__Document text__.
•••••
On Thu, Dec 22, 2016 at 04:37:04AM +0000, David Hunt wrote:
> Now sends bursts of up to 8 mbufs to each worker, and tracks
> the in-flight flow-ids (atomic scheduling)
> 
> New file with a new api, similar to the old API except with _burst
> at the end of the function names
> 
> Signed-off-by: David Hunt <david.hunt@intel.com>
> +
> +int
> +rte_distributor_get_pkt_burst(struct rte_distributor_burst *d,
> +		unsigned int worker_id, struct rte_mbuf **pkts,
> +		struct rte_mbuf **oldpkt, unsigned int return_count)
> +{
> +	unsigned int count;
> +	uint64_t retries = 0;
> +
> +	rte_distributor_request_pkt_burst(d, worker_id, oldpkt, return_count);
> +
> +	count = rte_distributor_poll_pkt_burst(d, worker_id, pkts);
> +	while (count == 0) {
> +		rte_pause();
> +		retries++;
> +		if (retries > 1000) {
> +			retries = 0;

This retries write may not have any significance as it just before the
return

> +			return 0;
> +		}
> +		uint64_t t = __rdtsc()+100;

Use rte_ version of __rdtsc.

> +
> +		while (__rdtsc() < t)
•••••
__Record extracts__.
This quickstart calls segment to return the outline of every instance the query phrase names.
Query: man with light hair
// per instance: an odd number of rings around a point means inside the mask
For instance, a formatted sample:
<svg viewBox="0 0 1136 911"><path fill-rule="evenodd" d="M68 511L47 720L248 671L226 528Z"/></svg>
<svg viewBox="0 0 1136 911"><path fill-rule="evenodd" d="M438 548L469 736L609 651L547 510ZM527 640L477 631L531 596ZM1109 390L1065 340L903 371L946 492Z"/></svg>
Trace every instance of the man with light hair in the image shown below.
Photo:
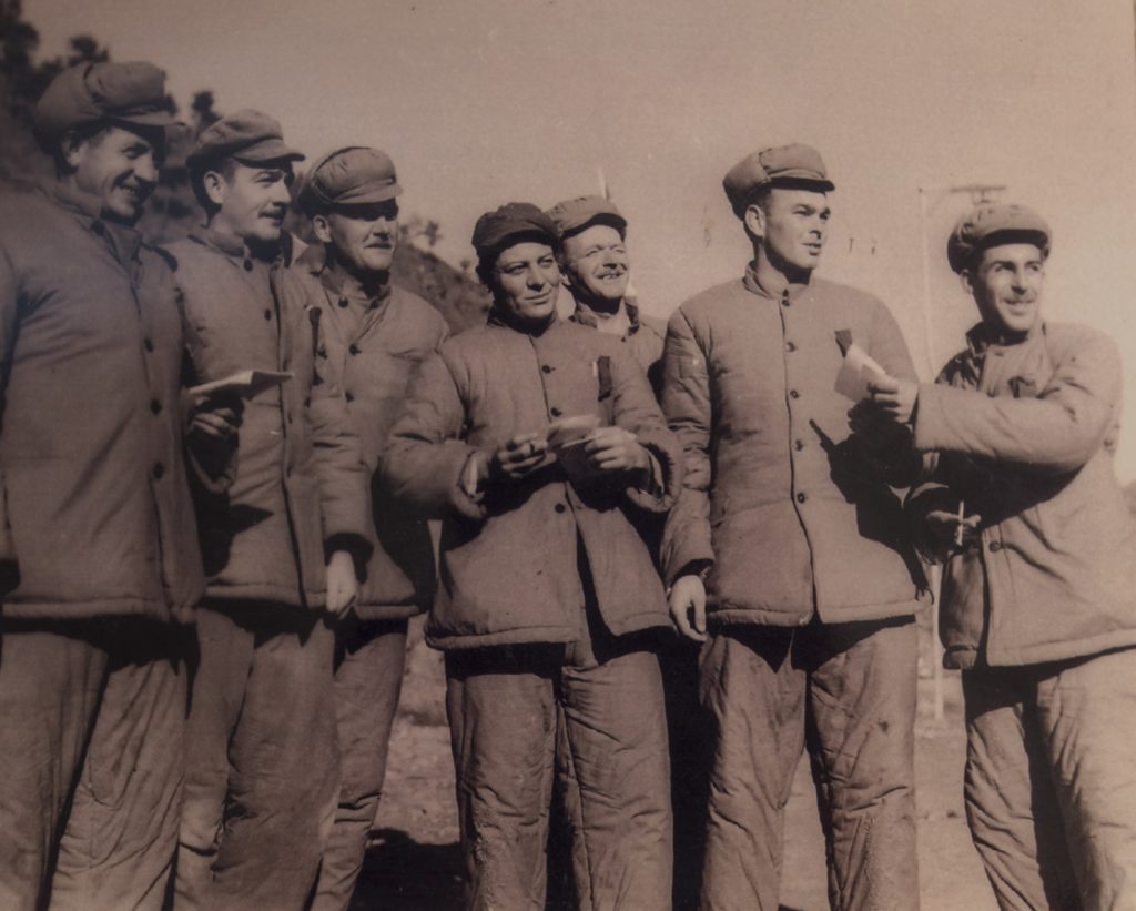
<svg viewBox="0 0 1136 911"><path fill-rule="evenodd" d="M966 805L1000 906L1136 908L1136 523L1113 473L1120 352L1042 318L1049 225L985 204L947 259L980 321L935 385L876 384L934 454L908 511L944 562Z"/></svg>

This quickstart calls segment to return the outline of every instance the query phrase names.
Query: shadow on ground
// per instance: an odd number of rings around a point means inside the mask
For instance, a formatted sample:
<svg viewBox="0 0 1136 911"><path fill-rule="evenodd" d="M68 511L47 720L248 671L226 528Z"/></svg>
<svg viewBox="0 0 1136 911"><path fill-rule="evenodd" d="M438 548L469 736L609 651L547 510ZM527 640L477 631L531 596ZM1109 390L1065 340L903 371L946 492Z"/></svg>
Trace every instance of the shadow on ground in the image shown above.
<svg viewBox="0 0 1136 911"><path fill-rule="evenodd" d="M461 851L419 844L399 829L376 829L351 901L352 911L457 911Z"/></svg>

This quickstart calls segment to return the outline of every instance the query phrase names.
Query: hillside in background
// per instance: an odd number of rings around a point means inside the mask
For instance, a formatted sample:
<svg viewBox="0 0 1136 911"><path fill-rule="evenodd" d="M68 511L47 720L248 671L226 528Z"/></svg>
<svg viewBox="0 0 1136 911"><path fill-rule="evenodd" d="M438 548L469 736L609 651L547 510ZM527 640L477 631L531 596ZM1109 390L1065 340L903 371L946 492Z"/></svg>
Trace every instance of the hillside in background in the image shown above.
<svg viewBox="0 0 1136 911"><path fill-rule="evenodd" d="M39 60L39 33L23 18L19 0L0 0L0 189L27 189L48 176L49 161L32 136L32 109L51 78L65 66L110 58L106 48L90 35L70 41L66 57ZM201 220L190 189L185 156L198 134L220 116L214 109L212 92L197 92L187 112L167 97L169 109L186 128L176 137L161 183L151 198L141 228L152 243L168 243L184 236ZM293 211L290 228L307 240L307 224ZM440 236L436 222L407 214L401 219L401 242L394 257L395 284L429 301L445 317L451 332L485 321L488 294L469 274L468 264L454 268L435 256Z"/></svg>

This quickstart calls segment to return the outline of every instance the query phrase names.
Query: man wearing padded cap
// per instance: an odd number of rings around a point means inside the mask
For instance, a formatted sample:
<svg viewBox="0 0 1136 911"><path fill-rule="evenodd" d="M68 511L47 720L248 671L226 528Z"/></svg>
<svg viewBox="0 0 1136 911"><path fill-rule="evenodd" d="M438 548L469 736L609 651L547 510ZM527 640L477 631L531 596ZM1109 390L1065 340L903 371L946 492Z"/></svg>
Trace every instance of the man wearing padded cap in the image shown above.
<svg viewBox="0 0 1136 911"><path fill-rule="evenodd" d="M383 490L378 459L419 363L445 320L391 283L402 193L377 149L337 149L312 165L300 193L319 243L296 262L321 314L317 370L343 390L370 476L376 546L354 607L336 624L339 810L324 851L315 911L345 909L375 822L406 662L407 618L435 587L429 529Z"/></svg>
<svg viewBox="0 0 1136 911"><path fill-rule="evenodd" d="M603 197L568 199L548 215L560 234L560 266L574 303L569 319L621 339L658 390L667 325L627 298L627 220Z"/></svg>
<svg viewBox="0 0 1136 911"><path fill-rule="evenodd" d="M678 450L642 370L559 320L557 231L509 203L474 229L488 325L423 365L383 458L442 519L428 642L445 651L467 906L542 908L558 728L579 787L582 901L670 903L662 584L625 510L661 512Z"/></svg>
<svg viewBox="0 0 1136 911"><path fill-rule="evenodd" d="M64 70L35 108L55 177L0 203L5 909L159 909L177 843L203 578L179 295L134 229L165 97L151 64ZM216 404L192 409L206 456L236 419ZM219 490L224 471L197 479Z"/></svg>
<svg viewBox="0 0 1136 911"><path fill-rule="evenodd" d="M370 555L367 478L320 310L289 266L279 124L239 111L187 159L207 224L170 246L193 382L249 390L225 496L197 500L207 596L190 710L177 908L300 909L337 794L331 622Z"/></svg>
<svg viewBox="0 0 1136 911"><path fill-rule="evenodd" d="M712 726L702 906L778 906L807 749L832 906L914 908L919 578L891 485L918 460L902 433L850 433L835 391L852 343L914 370L879 300L813 274L833 190L813 149L754 152L724 186L753 259L671 317L662 398L686 453L663 565L676 624L705 642Z"/></svg>
<svg viewBox="0 0 1136 911"><path fill-rule="evenodd" d="M962 669L967 819L1002 908L1136 900L1136 523L1113 474L1122 387L1104 334L1042 319L1050 228L987 204L947 242L980 321L933 386L877 408L935 454L908 510L945 563Z"/></svg>

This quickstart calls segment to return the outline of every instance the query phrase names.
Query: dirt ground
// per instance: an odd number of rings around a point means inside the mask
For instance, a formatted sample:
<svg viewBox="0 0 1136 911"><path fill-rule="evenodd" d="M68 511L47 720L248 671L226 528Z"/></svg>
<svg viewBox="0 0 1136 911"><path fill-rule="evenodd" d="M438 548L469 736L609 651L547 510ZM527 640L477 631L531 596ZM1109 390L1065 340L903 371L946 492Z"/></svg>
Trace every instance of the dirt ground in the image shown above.
<svg viewBox="0 0 1136 911"><path fill-rule="evenodd" d="M449 911L461 906L445 685L440 657L419 637L420 633L412 637L383 803L356 894L358 909ZM994 899L962 811L964 736L958 675L947 675L945 694L945 721L936 724L932 682L920 680L916 776L921 905L924 911L986 911L995 908ZM783 911L826 909L824 839L807 762L797 768L785 845Z"/></svg>

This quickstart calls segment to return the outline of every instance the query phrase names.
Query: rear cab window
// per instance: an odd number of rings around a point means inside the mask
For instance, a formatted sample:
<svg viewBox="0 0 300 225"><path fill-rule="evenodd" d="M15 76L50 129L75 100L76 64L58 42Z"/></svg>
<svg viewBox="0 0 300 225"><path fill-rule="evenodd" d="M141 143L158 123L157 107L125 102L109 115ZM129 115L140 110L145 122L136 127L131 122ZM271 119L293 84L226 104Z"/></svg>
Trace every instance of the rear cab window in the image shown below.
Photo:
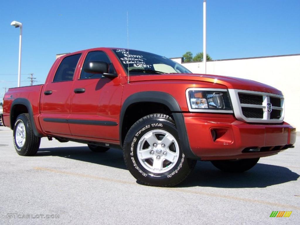
<svg viewBox="0 0 300 225"><path fill-rule="evenodd" d="M77 64L81 54L76 54L64 58L54 75L53 82L72 80Z"/></svg>

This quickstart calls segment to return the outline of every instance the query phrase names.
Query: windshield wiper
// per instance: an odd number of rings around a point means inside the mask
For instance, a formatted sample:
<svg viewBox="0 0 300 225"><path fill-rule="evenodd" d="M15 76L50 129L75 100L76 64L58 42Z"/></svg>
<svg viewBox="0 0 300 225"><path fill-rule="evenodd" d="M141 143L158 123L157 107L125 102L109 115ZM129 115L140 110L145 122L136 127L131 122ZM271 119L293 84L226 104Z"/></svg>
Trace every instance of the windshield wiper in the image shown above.
<svg viewBox="0 0 300 225"><path fill-rule="evenodd" d="M147 74L151 74L152 73L155 73L158 74L167 73L164 72L162 72L161 71L158 71L157 70L142 70L141 69L133 69L130 70L129 72L145 72Z"/></svg>

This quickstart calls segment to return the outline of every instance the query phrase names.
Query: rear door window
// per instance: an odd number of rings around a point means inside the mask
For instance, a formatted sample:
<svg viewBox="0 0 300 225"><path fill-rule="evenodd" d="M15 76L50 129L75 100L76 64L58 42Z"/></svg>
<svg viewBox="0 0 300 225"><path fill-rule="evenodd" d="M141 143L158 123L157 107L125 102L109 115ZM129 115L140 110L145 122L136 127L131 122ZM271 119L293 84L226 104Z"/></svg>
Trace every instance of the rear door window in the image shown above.
<svg viewBox="0 0 300 225"><path fill-rule="evenodd" d="M81 55L81 54L74 55L63 59L55 73L53 82L72 80Z"/></svg>

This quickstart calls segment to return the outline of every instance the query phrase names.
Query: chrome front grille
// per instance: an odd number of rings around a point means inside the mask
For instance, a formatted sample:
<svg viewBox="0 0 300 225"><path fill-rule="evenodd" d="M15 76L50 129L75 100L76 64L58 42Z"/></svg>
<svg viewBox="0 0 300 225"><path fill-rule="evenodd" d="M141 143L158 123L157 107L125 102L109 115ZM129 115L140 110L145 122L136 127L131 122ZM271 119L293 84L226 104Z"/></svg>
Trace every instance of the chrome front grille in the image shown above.
<svg viewBox="0 0 300 225"><path fill-rule="evenodd" d="M228 90L235 116L253 123L280 123L284 116L282 95L245 90Z"/></svg>

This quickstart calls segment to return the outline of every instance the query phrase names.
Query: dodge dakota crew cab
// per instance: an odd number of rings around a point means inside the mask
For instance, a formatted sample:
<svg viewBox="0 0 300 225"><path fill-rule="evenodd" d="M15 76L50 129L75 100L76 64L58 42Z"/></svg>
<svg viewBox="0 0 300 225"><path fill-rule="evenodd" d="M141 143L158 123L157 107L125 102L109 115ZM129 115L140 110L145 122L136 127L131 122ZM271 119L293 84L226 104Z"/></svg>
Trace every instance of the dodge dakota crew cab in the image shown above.
<svg viewBox="0 0 300 225"><path fill-rule="evenodd" d="M95 152L118 148L130 172L150 185L179 183L197 160L243 172L296 138L278 90L193 74L166 57L125 49L62 56L44 84L10 88L3 109L19 154L36 154L43 137Z"/></svg>

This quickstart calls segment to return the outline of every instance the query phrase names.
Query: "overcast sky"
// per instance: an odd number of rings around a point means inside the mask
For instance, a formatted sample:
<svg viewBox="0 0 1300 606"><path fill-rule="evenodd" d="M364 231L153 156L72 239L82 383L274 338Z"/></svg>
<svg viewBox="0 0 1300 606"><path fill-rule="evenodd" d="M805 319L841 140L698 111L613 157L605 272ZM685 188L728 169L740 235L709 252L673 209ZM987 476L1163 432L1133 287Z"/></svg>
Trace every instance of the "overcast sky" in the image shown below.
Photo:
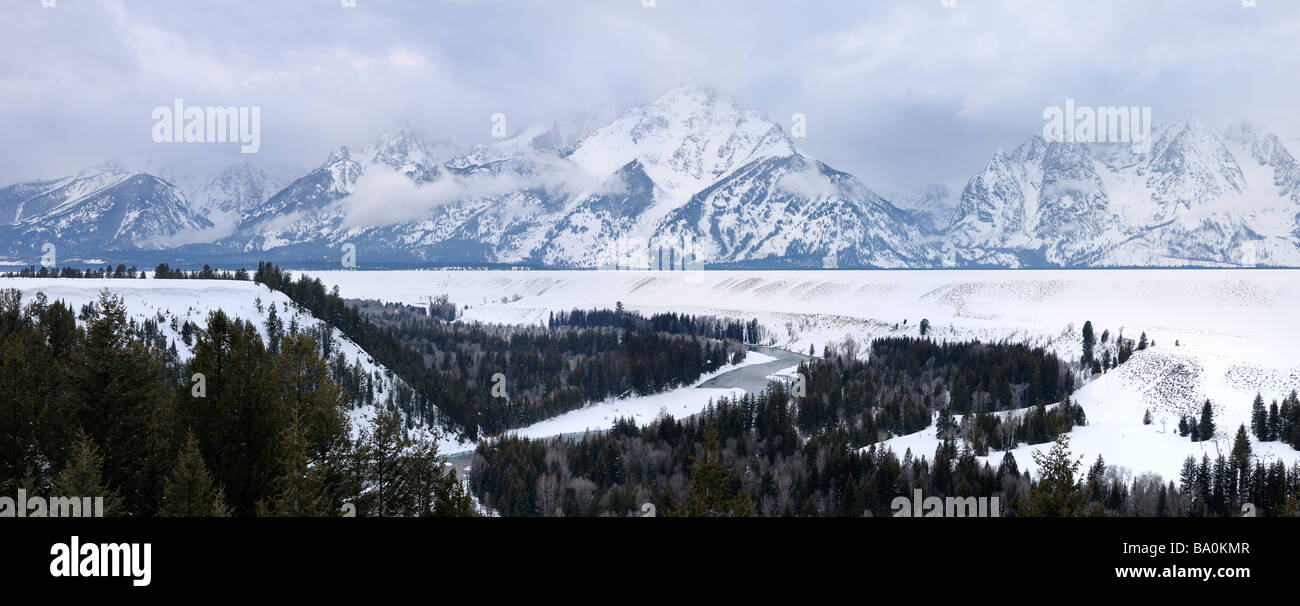
<svg viewBox="0 0 1300 606"><path fill-rule="evenodd" d="M47 0L48 4L48 0ZM1300 3L1257 0L0 0L0 183L114 159L303 172L406 120L490 142L701 82L887 196L959 190L1043 109L1150 105L1287 139ZM261 108L261 150L166 146L155 107Z"/></svg>

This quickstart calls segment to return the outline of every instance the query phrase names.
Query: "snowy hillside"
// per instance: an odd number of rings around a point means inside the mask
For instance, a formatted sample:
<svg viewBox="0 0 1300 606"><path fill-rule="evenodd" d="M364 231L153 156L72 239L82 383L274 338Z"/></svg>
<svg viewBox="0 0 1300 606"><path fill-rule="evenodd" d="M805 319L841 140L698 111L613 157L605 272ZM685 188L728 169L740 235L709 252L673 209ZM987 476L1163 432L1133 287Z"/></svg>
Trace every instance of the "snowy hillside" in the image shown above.
<svg viewBox="0 0 1300 606"><path fill-rule="evenodd" d="M928 319L939 339L1027 341L1065 359L1080 355L1080 328L1153 347L1079 390L1089 425L1075 454L1175 477L1188 454L1216 442L1176 436L1178 415L1209 398L1219 449L1249 421L1251 402L1300 389L1296 270L841 270L841 272L315 272L344 296L417 304L448 294L469 320L543 323L558 310L612 307L757 317L777 346L820 349L846 337L916 336ZM517 300L515 296L519 295ZM502 302L504 300L507 302ZM906 323L905 323L906 321ZM1156 423L1143 425L1152 411ZM1161 419L1165 423L1161 423ZM933 429L894 438L902 453L933 454ZM1294 460L1278 443L1261 456ZM1022 447L1022 450L1026 447ZM1015 451L1022 469L1028 450ZM1001 454L994 454L994 458ZM996 462L994 462L996 463Z"/></svg>
<svg viewBox="0 0 1300 606"><path fill-rule="evenodd" d="M31 261L47 243L62 257L161 250L212 226L172 183L112 163L0 189L0 255Z"/></svg>
<svg viewBox="0 0 1300 606"><path fill-rule="evenodd" d="M234 280L46 280L46 278L0 278L0 289L18 289L22 291L23 303L31 302L38 293L44 293L49 300L62 300L79 310L83 304L99 299L103 289L109 289L122 298L127 312L136 323L146 319L157 321L159 329L176 345L182 359L192 356L190 349L181 338L177 326L186 321L205 325L208 313L222 310L231 317L251 321L257 326L261 337L266 338L266 313L270 306L276 306L276 312L285 326L296 321L302 330L316 328L321 323L308 312L299 310L289 296L276 293L263 285L234 281ZM261 310L259 311L259 299ZM376 402L382 402L386 394L402 378L394 376L387 368L374 362L356 343L335 332L337 351L348 362L359 362L361 367L376 377ZM367 406L354 408L350 412L354 428L360 428L363 421L374 416L374 407ZM430 437L436 437L438 447L443 451L463 450L464 445L452 436L439 434L430 428L417 428Z"/></svg>
<svg viewBox="0 0 1300 606"><path fill-rule="evenodd" d="M998 151L962 191L948 267L1300 265L1300 170L1277 135L1161 125L1149 152L1045 143Z"/></svg>

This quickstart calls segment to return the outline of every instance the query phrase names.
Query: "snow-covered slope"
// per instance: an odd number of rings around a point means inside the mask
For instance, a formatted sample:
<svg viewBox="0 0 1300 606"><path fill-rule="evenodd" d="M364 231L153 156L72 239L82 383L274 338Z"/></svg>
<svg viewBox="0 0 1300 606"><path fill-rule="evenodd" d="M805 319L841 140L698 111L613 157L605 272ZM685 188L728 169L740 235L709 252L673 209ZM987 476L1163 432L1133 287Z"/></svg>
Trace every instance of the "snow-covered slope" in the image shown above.
<svg viewBox="0 0 1300 606"><path fill-rule="evenodd" d="M321 324L307 311L299 310L289 296L259 283L234 280L0 278L0 289L22 291L23 304L30 303L38 293L44 293L51 302L62 300L73 306L74 310L98 300L100 291L108 289L122 298L129 316L136 323L143 323L147 319L157 321L159 330L166 336L170 343L176 345L181 359L188 359L194 354L181 338L179 328L172 326L173 320L177 326L183 326L186 321L190 321L202 328L207 324L211 312L222 310L228 316L251 321L264 339L266 338L266 315L270 306L276 306L276 313L285 326L296 321L302 330L307 330ZM257 308L259 303L261 310ZM337 351L348 363L359 362L376 378L376 402L384 402L393 386L402 382L402 378L378 364L341 333L335 332L334 336ZM374 414L373 406L354 408L350 412L354 429L373 419ZM465 442L438 428L417 427L416 430L437 440L442 453L465 449Z"/></svg>
<svg viewBox="0 0 1300 606"><path fill-rule="evenodd" d="M900 267L909 216L798 151L781 126L684 85L585 137L556 125L442 157L415 133L341 148L252 211L228 250L318 260ZM569 140L573 140L569 143Z"/></svg>
<svg viewBox="0 0 1300 606"><path fill-rule="evenodd" d="M940 265L1300 265L1300 169L1277 135L1161 125L1149 152L1046 143L993 155L962 191Z"/></svg>
<svg viewBox="0 0 1300 606"><path fill-rule="evenodd" d="M1100 334L1147 333L1154 346L1076 394L1089 425L1074 430L1072 449L1091 463L1176 479L1188 454L1216 455L1216 442L1176 436L1178 415L1214 402L1218 446L1226 451L1251 402L1300 389L1300 270L838 270L838 272L315 272L344 296L419 304L450 294L468 304L469 320L543 323L551 311L614 307L642 313L676 311L757 317L775 345L820 352L853 338L864 347L883 336L916 336L928 319L940 339L1011 339L1080 355L1080 329ZM515 299L510 303L504 300ZM668 407L672 408L671 406ZM1156 419L1143 425L1147 410ZM1160 420L1165 419L1162 424ZM897 437L932 456L933 432ZM1297 460L1279 443L1253 443L1256 454ZM1030 451L1015 451L1020 468ZM1001 453L993 454L993 464Z"/></svg>
<svg viewBox="0 0 1300 606"><path fill-rule="evenodd" d="M60 257L170 248L212 226L172 183L113 163L5 187L0 217L0 252L31 260L46 243Z"/></svg>

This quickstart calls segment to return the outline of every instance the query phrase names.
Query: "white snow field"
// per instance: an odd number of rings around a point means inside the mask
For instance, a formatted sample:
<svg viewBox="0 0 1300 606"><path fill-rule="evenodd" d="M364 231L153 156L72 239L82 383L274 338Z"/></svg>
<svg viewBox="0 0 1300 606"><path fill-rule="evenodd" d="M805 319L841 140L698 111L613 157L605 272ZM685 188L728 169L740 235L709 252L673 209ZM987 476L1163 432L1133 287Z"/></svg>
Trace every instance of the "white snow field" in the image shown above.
•••••
__Objective__.
Resume the code review of the burst distributor patch from the point where it stops.

__Exercise result__.
> +			rte_pause();
> +
> +		count = rte_distributor_poll_pkt_burst(d, worker_id, pkts);
> +	}
> +	return count;
> +}
> +
> +int
> +rte_distributor_return_pkt_burst(struct rte_distributor_burst *d,
> +		unsigned int worker_id, struct rte_mbuf **oldpkt, int num)
> +{
> +	struct rte_distributor_buffer_burst *buf = &d->bufs[worker_id];
> +	unsigned int i;
> +
> +	for (i = 0; i < RTE_DIST_BURST_SIZE; i++)
> +		/* Switch off the return bit first */
> +		buf->retptr64[i] &= ~RTE_DISTRIB_RETURN_BUF;
> +
> +	for (i = num; i-- > 0; )
> +		buf->retptr64[i] = (((int64_t)(uintptr_t)oldpkt[i]) <<
> +			RTE_DISTRIB_FLAG_BITS) | RTE_DISTRIB_RETURN_BUF;
> +
> +	/* set the GET_BUF but even if we got no returns */
> +	buf->retptr64[0] |= RTE_DISTRIB_GET_BUF;
> +
> +	return 0;
> +}
> +
> +#if RTE_MACHINE_CPUFLAG_SSE2
> +static inline void

Move SSE version of the code to separate file so that later other SIMD arch
specific version like NEON can be incorporated.

> +find_match_sse2(struct rte_distributor_burst *d,
> +			uint16_t *data_ptr,
> +			uint16_t *output_ptr)
> +{
> +	/* Setup */
> +	__m128i incoming_fids;
> +	__m128i inflight_fids;
> +	__m128i preflight_fids;
> +	__m128i wkr;
> +	__m128i mask1;
> +	__m128i mask2;
> +	__m128i output;
> +	struct rte_distributor_backlog *bl;
> +
> +	/*
> +	 * Function overview:
> +	 * 2. Loop through all worker ID's
> +	 *  2a. Load the current inflights for that worker into an xmm reg
> +	 *  2b. Load the current backlog for that worker into an xmm reg
> +	 *  2c. use cmpestrm to intersect flow_ids with backlog and inflights
> +	 *  2d. Add any matches to the output
> +	 * 3. Write the output xmm (matching worker ids).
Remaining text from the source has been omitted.